**Exercise brief:** Your task is to repeat the entries exactly from their first line through the line with "Every instance of the grass", and to stop there.

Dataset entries
+===+

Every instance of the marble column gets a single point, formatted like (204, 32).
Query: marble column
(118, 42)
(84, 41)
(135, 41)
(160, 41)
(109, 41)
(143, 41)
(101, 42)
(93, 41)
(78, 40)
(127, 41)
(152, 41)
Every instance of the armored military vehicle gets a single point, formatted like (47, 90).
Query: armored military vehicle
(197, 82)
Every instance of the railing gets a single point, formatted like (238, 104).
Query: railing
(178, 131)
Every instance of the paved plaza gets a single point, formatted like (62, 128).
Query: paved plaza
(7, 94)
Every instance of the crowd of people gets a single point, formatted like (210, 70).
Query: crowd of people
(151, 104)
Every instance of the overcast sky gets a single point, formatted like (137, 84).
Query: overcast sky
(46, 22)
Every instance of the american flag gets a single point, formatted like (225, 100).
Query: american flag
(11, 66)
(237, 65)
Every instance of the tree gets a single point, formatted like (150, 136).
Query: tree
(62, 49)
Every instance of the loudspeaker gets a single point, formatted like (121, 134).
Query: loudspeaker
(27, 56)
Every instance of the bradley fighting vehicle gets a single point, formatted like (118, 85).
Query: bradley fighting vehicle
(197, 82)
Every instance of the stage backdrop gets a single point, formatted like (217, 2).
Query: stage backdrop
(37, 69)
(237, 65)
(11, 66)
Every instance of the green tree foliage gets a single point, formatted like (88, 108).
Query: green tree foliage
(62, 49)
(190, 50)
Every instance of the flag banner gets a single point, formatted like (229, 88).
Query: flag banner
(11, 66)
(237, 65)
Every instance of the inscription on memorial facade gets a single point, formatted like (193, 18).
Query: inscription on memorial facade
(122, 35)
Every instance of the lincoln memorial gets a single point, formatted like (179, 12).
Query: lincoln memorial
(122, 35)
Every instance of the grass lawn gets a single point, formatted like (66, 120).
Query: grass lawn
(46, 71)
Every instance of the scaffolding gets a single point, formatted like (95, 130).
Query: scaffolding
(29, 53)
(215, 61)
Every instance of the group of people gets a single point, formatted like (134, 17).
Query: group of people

+===+

**Answer to the exercise:**
Every instance of the marble column gets a single point, formatted like (204, 32).
Query: marble column
(118, 42)
(84, 41)
(135, 41)
(160, 41)
(109, 41)
(143, 41)
(101, 42)
(93, 41)
(78, 40)
(127, 41)
(152, 41)
Every instance of the armored military vehicle gets a single point, formatted like (47, 90).
Query: armored military vehicle
(197, 82)
Every instance of the railing gets a single point, formatted like (238, 104).
Query: railing
(178, 131)
Every instance of the paved plaza gets a single point, formatted like (62, 128).
Query: paved plaza
(7, 94)
Every instance of the crowd of people gets a single point, formatted like (210, 70).
Query: crowd of people
(151, 104)
Every instance of the overcast sky gets a single point, formatted like (137, 84).
Query: overcast sky
(46, 22)
Every instance of the american flag gets a single point, formatted like (225, 100).
Query: american flag
(11, 66)
(237, 65)
Every instance of the tree gets a single point, formatted like (150, 136).
Query: tree
(62, 49)
Every instance of the loudspeaker gets a single point, formatted like (121, 134).
Query: loudspeaker
(27, 56)
Every instance of the bradley fighting vehicle gets a single point, formatted like (118, 85).
Query: bradley fighting vehicle
(197, 82)
Every instance of the stage backdrop gets a single point, formatted like (217, 2).
Query: stage backdrop
(37, 69)
(237, 65)
(11, 66)
Every instance of the green tree foliage gets a single point, formatted like (88, 108).
Query: green tree foliage
(62, 49)
(190, 50)
Every instance of the flag banner gets a single point, formatted like (229, 88).
Query: flag banner
(11, 66)
(237, 65)
Every instance of the inscription on memorial facade gets a single point, formatted like (193, 18).
Query: inscription on memorial facade
(122, 35)
Every instance of the lincoln memorial gets a single point, formatted like (179, 12).
Query: lincoln memorial
(122, 35)
Every instance of the grass lawn gets a single point, formatted like (66, 120).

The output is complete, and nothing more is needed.